◆ **Exercise prompt**:
Answer these questions from the interview about winter bike commuting:
(a) In what month and year did Matt Jones come to Traverse City?
(b) Where did Matt Jones end active duty service in the Coast Guard?
(c) Which bike is now Matt Jones's year-round go-to bike?

◆ **Document excerpt**:
[start]

Great Lakes Maritime Academy student, Matt Jones, travels from south of Hammond Rd. to the Great Lakes Academy for his bike commute. It’s one of the longer winter bike commutes you’re going to find, not to mention one of the more potentially harry routes. Matt does it with an unflappable grin and preparedness you’d expect from a coastie. We sat down with him to hear what brought him to Traverse City and about his attraction to winter biking.

 

Q: You’re relatively new to the area. What brings you to the Grand Traverse region? Where’d you move from?

I came to Traverse City in June of 2018 by means of utilizing my veterans’ educational benefits to attend Great Lakes Maritime Academy. I ended my active duty service in the Coast Guard that June in Coos Bay, Oregon and moved across the country for the third time. I am originally from a town south of San Diego, California where I spent the first 25 years of my life.

 

Q: San Diego to northern Michigan winters. That’s a big jump, no?

Yes, a leap indeed! Although I would say that as much as people think it’s cool that the weather is great all the time in SoCal, to me it can get kind of boring because with so many nice days out you tend to waste them. Here, however, you jump at the chance to enjoy a sunny 20-degree day. I genuinely love having four seasons and getting to experience them after growing up in pretty much a one season climate. I genuinely love shoveling snow in my shorts.

 

Q: What motivates you to be out here on the bike year-round? Do you bike mainly as part of your commute? What other times do you winter bike?

This is a great question. First, I would say if it was not for the advent of fat bikes I probably would have difficulty getting around on my bike in the winter. Second, commuting-wise, getting around on my bike has been an off and on thing I have done for over 10 years. When I joined the Coast Guard it became too burdensome at times – depending on the unit type and location to get to work (by bike).  Still, I tried to when I could. Outside of my time spent in the military, sometimes it was by necessity and others like it is now – it is just a better use of my time. I have commuted by bike in five states all with different climates and unique challenges.

Lastly, aside from commuting via bike in the winter, I do try to hit up the VASA winter singletrack. As a side note, I had to tone down my urge to pedal the metal after I hit a tree in August this last year that laid me out for a minute. I road bike heavily, however, since the tree incident I sold my road bike to help my wife and I purchase a home in town. My fat bike is now my year-round go-to bike.

 

 

Q: How many years have you been out winter biking?

This is my second winter in Michigan biking. I’ve biked other winters in Oregon and California, but let’s be honest those winter commutes are a joke compared to riding here; a joke that most think I’m joking when I say I get around on my bike here in Michigan.

 

Q: Does the Maritime Academy have facilities you can use to store your bike? Change your clothes?

[end]

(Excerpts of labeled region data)
[start]

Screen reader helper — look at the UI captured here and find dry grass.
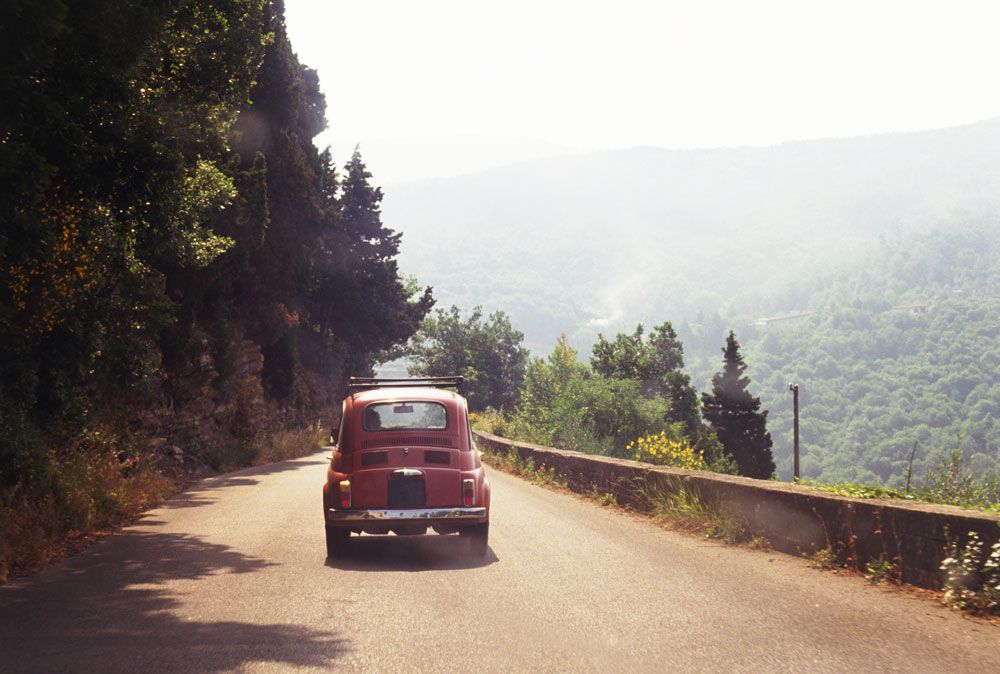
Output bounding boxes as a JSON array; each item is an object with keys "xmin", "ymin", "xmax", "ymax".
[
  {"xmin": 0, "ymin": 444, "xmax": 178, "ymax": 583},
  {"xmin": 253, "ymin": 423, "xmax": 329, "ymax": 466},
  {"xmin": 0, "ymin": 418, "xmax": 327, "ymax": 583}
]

[end]
[start]

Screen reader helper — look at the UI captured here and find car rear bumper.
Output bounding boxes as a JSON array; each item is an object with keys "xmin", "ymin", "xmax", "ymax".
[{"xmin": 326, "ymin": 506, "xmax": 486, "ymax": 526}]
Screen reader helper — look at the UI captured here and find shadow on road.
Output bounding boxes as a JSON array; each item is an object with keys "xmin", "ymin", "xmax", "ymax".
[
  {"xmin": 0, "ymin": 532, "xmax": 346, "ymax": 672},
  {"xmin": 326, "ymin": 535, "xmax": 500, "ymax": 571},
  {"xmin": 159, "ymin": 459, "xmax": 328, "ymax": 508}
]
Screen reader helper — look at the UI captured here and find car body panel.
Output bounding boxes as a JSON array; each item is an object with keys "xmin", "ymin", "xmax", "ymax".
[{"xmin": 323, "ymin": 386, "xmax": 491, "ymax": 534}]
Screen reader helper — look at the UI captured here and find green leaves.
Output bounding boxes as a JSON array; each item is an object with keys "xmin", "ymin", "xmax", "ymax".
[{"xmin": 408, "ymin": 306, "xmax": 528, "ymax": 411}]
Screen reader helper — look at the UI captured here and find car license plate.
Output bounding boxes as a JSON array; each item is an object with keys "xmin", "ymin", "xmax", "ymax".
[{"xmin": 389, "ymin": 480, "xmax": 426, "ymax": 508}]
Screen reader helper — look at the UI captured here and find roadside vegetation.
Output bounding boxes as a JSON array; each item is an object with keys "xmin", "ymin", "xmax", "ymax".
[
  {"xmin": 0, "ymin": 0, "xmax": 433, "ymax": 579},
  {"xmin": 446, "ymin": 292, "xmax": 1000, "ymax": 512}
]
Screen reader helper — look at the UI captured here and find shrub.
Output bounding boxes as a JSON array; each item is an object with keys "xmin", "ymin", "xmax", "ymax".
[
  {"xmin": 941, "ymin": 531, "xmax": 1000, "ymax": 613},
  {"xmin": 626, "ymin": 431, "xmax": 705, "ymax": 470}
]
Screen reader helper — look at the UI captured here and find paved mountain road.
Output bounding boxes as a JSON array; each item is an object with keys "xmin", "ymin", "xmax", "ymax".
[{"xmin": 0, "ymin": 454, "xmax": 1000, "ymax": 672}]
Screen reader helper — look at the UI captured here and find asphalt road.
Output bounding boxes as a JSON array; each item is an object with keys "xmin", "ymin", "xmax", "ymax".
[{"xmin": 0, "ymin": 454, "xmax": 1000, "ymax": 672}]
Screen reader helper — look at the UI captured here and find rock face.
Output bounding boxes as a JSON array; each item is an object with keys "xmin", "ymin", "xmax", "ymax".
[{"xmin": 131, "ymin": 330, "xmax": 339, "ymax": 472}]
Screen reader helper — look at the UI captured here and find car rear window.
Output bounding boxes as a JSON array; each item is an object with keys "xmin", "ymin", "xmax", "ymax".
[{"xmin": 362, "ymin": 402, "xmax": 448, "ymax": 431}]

[end]

◆ **Result of the exercise**:
(a) June 2018
(b) Coos Bay, Oregon
(c) The fat bike